• **QUELLENAUSZUG**:

Ansprache im Gottesdienst bei den Dorfmeisterschaften
im Jahr des 100-jährigen
Bestehens des Turnvereins Guts Muths; Scharzfeld, am 6. Juli 2003 (3.
Sonntag nach Trinitatis)

Liebe Gemeinde hier auf dem Schulhof,

diese Dorfmeisterschaften sind
gut besucht wie immer und werden heute Abend sicher wieder der volle
Erfolg gewesen sein, über den wir uns noch jedes Jahr freuen konnten;
und doch gibt’s es in diesem Jahr auch etwas besonderes: Zum einen
feiert der Scharzfelder Turnverein in diesem Jahr sein 100-jähriges
Bestehen.- den Festkommers in der vorigen Woche werden wir so schnell
nicht vergessen- und zum ersten mal können auch die Gottesdienstbesucher
von Anfang an bei den Dorfmeisterschaften dabei sein. Wir haben uns im
Kirchenvorstand sehr darüber gefreut, als der Vorsitzende des Turnvereins
beim Kirchfest im vergangenen Jahr auf zu uns zukam, und vorschlug, die
Dorfmeisterschaften mit einem Gottesdienst zu beginnen.

Das ist ein schönes Zeichen für die guten Beziehungen zwischen
Kirche und Dorf und wir kommen der Bitte gerne nach.

• **AUFGABEN**:
1/ Wer hat laut der Ansprache zu den Dorfmeisterschaften vorgeschlagen, die Dorfmeisterschaften mit einem Gottesdienst zu beginnen?
2/ Fahren Sie mit der Ansprache zu den Dorfmeisterschaften fort, indem Sie im Anschluss an ihren letzten Satz weiterschreiben.

• **BEREITGESTELLTE DATEN**:
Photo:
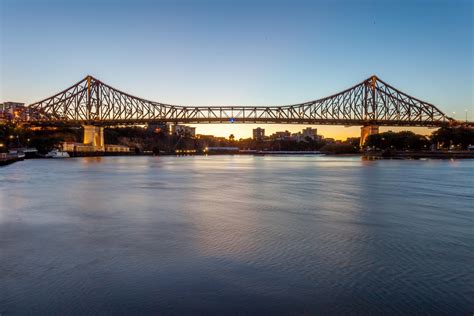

• **LÖSUNGEN**:
1/ Der Vorsitzende des Turnvereins.

2/
Wir freuen uns darüber, endlich wieder einmal mit einer so großen
Gemeinde Gottesdienst halten zu können und als Kirchengemeinde davon
profitieren zu dürfen, dass die Meisterschaften stets große
Resonanz in unserem Dorf finden.

Auch sehe ich keineswegs bloß aktive Sportlerinnen und Sportler
heute morgen. Vielmehr haben sich alle Generationen hier versammelt,
und mancher ist von weither angereist, um zu diesen Meisterschaften wieder
einmal in seinem Heimatdorf zu sein.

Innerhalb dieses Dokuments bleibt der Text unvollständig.